**Problem statement:** How many lines in the entries below contain the word "rooftop"? Count them and reply with the number alone.

**Data supplied:**
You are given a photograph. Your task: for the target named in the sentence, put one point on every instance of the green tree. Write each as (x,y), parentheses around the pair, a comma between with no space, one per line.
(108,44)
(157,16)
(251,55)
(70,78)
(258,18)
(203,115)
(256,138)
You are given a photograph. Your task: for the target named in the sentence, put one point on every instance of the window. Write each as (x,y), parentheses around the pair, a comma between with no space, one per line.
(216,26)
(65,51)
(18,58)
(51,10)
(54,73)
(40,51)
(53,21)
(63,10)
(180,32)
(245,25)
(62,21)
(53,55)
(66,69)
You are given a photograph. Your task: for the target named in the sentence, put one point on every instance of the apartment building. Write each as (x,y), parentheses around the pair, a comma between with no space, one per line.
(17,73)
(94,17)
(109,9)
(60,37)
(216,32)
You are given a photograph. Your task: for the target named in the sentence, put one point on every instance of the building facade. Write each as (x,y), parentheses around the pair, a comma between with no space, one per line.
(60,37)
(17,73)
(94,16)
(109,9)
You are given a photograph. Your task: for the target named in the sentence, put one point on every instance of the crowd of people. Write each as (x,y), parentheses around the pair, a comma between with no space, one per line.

---

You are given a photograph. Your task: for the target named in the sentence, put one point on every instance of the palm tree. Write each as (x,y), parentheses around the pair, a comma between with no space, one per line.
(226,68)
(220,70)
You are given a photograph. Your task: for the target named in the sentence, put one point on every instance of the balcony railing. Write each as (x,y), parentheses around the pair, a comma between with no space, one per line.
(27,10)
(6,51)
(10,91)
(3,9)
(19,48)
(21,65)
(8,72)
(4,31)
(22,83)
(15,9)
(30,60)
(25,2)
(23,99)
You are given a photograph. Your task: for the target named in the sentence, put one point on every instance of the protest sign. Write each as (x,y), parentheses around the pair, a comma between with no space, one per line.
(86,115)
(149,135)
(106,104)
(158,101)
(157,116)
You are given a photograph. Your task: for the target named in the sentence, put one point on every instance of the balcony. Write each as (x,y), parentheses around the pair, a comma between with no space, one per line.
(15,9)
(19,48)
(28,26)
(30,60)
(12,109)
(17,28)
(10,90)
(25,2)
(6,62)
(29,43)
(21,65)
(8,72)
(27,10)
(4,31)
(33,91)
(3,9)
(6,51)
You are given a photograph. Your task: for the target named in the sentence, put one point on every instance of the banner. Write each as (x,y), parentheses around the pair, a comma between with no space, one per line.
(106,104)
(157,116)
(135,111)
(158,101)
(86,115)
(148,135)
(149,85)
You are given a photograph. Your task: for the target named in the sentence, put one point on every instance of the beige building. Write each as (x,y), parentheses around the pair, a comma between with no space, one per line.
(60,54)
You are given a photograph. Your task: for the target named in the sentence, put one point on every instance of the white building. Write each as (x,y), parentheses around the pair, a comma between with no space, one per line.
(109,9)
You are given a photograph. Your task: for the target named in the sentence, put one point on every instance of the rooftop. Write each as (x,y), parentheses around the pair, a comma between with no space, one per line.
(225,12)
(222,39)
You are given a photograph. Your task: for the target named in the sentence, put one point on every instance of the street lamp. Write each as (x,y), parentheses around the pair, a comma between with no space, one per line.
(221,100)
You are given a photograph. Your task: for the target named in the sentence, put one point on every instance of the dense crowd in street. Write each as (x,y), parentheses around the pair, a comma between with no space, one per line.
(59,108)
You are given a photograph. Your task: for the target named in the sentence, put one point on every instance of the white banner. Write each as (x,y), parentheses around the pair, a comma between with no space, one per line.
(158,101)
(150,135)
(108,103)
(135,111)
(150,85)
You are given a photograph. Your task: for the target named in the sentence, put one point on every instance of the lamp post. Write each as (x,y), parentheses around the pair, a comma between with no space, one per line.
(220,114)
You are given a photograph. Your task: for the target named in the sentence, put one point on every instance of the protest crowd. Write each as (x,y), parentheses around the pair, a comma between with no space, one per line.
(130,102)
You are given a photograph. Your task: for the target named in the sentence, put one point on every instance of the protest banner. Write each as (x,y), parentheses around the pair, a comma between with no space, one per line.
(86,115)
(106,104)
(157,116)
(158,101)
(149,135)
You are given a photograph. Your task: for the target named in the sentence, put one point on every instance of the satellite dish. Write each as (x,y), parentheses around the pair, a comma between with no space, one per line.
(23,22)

...

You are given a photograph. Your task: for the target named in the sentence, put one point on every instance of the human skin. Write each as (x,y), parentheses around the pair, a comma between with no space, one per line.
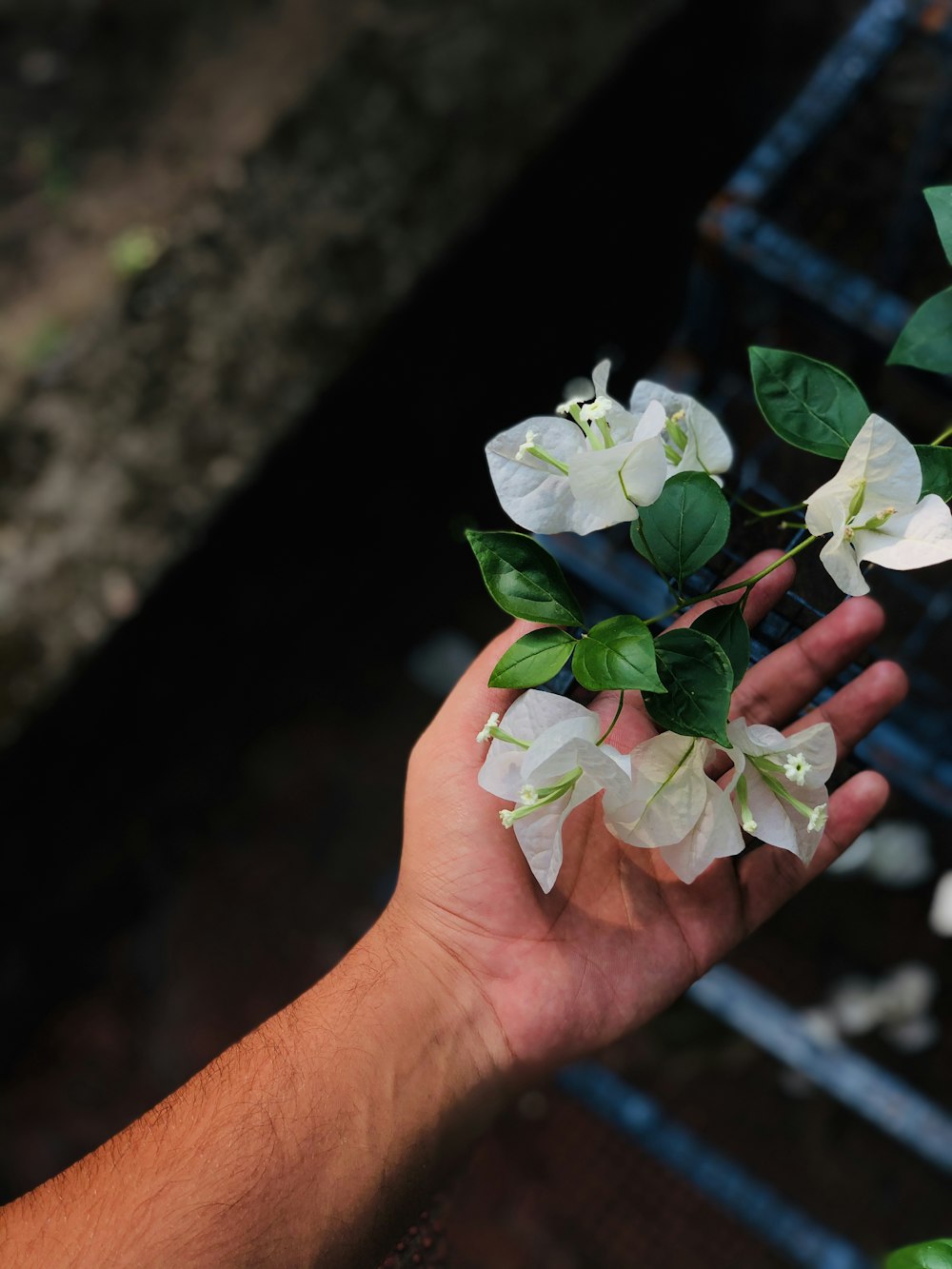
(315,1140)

**Solution for this problem:** 1